» **SEITE**:
-------------------------

Haustafeln und eine digitale Infothek

Quelle: JSW 2021, Seite 63-69: Haustafeln und eine digitale Infothek - Das Projekt «Baukultur Wädenswil».

Das Projekt «Baukultur Wädenswil»

Auf Initiative von Christoph Lehmann formierte sich Ende 2016 eine Arbeitsgemeinschaft mit dem Ziel, wichtige Wädenswiler Bauten mit Informationstafeln zu versehen, wie sie schon in vielen Orten vorhanden sind. Nebst Lehmann besteht die Arbeitsgemeinschaft aus Prof. Dr. Peter Ziegler, der Juristin Doris Bircher und dem Kunsthistoriker Dr. Andreas Hauser. Ziegler brachte sein enzyklopädisches Wissen über Wädenswil ein, Lehmann sein Know-how als Kaufmann und Vereinsorganisator (Neue Fasnachtsgesellschaft Wädenswil), Bircher das ihre als langjährige Sekretärin der kantonalen Natur und Heimatschutzkommission und Hauser seine Kenntnisse und seine Erfahrung als Architekturhistoriker und Kunsttopograph.
Die Arbeitsgemeinschaft «Baukultur Wädenswil» am 24. Juli 2021: Doris Bircher, Peter Ziegler, Andreas Hauser und Christoph Lehmann (von links).

-------------------------

» **ROHDATEN**:
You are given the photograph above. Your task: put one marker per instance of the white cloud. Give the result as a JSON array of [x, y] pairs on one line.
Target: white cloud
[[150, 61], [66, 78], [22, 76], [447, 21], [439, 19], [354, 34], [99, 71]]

-------------------------

» **AUFGABE UND ANFORDERUNGEN**:
Beantworte anhand des Textes über das Projekt «Baukultur Wädenswil» die folgenden Fragen.
(a) Wann formierte sich die Arbeitsgemeinschaft?
(b) Welchen Verein nennt der Text bei Christoph Lehmann?
(c) An welchem Datum wurde die Arbeitsgemeinschaft zusammen abgebildet?

» **ANTWORT ZUR AUFGABE**:
(a) Ende 2016
(b) Die Neue Fasnachtsgesellschaft Wädenswil
(c) Am 24. Juli 2021